◆ **Itens de um conjunto de marcação de pontos**:
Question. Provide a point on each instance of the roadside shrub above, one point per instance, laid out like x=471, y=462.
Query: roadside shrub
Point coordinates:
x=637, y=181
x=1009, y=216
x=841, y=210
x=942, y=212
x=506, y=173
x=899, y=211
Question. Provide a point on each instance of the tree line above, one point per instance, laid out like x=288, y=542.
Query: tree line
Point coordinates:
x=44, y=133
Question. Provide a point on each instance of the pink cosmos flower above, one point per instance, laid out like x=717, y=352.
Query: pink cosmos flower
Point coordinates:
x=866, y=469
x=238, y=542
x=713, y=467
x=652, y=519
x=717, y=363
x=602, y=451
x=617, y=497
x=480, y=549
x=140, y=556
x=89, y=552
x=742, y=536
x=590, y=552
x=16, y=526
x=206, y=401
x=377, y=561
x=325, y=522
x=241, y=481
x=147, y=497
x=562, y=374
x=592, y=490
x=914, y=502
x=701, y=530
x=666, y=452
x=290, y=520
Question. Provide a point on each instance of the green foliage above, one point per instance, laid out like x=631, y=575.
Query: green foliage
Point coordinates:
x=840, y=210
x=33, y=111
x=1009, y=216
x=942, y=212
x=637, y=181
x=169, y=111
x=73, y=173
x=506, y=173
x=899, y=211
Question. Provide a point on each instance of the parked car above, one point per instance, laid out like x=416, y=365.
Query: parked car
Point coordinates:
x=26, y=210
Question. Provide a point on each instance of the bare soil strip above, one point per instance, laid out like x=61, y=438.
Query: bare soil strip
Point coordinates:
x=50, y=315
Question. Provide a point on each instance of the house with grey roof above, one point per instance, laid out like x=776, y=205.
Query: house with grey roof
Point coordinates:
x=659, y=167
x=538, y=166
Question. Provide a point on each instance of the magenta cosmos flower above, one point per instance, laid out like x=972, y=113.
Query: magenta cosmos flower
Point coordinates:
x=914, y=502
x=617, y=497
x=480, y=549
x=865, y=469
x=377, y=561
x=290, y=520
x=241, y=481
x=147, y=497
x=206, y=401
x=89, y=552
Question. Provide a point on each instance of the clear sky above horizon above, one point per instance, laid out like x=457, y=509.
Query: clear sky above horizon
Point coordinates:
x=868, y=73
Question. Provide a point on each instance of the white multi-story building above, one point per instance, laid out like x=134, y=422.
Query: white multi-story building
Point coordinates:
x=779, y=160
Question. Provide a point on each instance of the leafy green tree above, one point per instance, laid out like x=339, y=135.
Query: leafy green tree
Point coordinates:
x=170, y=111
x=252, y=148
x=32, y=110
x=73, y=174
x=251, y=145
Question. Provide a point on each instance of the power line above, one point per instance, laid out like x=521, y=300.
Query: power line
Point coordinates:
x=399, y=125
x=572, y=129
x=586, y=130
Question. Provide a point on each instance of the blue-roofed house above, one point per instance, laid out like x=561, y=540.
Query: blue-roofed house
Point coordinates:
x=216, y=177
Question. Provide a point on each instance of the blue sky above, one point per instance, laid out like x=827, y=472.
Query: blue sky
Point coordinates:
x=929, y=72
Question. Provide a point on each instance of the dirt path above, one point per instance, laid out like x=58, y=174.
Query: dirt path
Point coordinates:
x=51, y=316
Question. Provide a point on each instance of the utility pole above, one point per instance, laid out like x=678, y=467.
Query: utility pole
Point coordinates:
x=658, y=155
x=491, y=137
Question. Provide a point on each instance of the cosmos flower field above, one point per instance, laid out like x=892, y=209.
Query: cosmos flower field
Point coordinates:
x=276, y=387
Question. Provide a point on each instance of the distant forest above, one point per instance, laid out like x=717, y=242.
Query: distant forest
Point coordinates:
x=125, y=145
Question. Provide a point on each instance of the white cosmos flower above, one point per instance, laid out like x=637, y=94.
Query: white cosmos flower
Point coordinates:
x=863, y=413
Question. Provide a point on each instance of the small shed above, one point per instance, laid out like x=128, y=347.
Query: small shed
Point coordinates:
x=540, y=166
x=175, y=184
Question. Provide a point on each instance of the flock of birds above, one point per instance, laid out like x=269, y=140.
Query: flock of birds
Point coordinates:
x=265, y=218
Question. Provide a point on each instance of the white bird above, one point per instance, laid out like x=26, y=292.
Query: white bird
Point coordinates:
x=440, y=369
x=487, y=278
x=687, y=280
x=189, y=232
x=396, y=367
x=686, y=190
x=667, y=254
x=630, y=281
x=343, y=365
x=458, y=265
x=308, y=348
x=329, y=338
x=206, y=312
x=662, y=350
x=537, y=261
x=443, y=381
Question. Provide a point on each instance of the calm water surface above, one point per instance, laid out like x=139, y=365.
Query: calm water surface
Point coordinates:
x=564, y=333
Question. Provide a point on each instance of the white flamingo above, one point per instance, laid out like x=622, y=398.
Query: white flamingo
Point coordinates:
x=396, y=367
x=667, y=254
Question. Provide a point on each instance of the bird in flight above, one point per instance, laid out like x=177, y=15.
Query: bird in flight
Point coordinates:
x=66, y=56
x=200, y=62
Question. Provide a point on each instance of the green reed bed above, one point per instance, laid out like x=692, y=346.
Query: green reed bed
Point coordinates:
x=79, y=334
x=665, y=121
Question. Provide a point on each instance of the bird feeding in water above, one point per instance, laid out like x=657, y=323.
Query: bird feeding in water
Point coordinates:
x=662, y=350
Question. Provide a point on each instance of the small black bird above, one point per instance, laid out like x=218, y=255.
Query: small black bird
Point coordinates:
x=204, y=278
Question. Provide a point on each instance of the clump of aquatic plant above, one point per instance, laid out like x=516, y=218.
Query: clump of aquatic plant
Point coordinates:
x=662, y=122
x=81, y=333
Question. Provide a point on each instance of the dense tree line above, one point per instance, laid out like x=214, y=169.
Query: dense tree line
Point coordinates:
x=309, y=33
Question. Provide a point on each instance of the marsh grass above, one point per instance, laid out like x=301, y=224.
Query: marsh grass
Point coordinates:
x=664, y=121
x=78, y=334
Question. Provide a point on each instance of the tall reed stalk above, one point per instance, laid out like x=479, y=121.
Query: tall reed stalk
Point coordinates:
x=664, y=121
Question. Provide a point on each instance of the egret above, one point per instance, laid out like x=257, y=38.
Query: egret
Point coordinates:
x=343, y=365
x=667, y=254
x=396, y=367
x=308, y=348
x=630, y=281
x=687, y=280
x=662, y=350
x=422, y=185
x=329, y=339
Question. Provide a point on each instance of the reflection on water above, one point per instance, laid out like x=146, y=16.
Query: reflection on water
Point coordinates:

◆ **Instruções da tarefa**: Reproduza, sem omitir nenhuma linha, tudo o que vai desde a linha que contém "Question. Provide a point on each instance of the cosmos" até a linha que contém "x=276, y=387", inclusive, nos itens acima. Ajuste em -11 cada valor das coordenadas.

◆ **Solução da tarefa**:
Question. Provide a point on each instance of the cosmos flower field above, one point per instance, laid out like x=892, y=209.
Query: cosmos flower field
Point coordinates:
x=265, y=376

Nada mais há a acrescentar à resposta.